◆ **What to produce**: Type out the listing again, exactly, with every line included.

- Opening Delimiter -

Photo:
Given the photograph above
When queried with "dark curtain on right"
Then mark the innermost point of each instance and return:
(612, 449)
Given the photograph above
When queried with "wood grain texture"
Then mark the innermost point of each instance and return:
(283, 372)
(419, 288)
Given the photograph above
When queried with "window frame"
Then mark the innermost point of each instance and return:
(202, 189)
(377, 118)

- Closing Delimiter -

◆ **Exercise result**:
Photo:
Given the photograph above
When queried with "dark curtain on right"
Then mark the innermost point of each instance and return:
(612, 449)
Given the photograph above
When queried with "wood grain texture"
Then mark the innermost point of each instance and return:
(283, 372)
(419, 288)
Given the photograph above
When queried with "window frame"
Then mark the innermost point of each instance and return:
(202, 189)
(377, 118)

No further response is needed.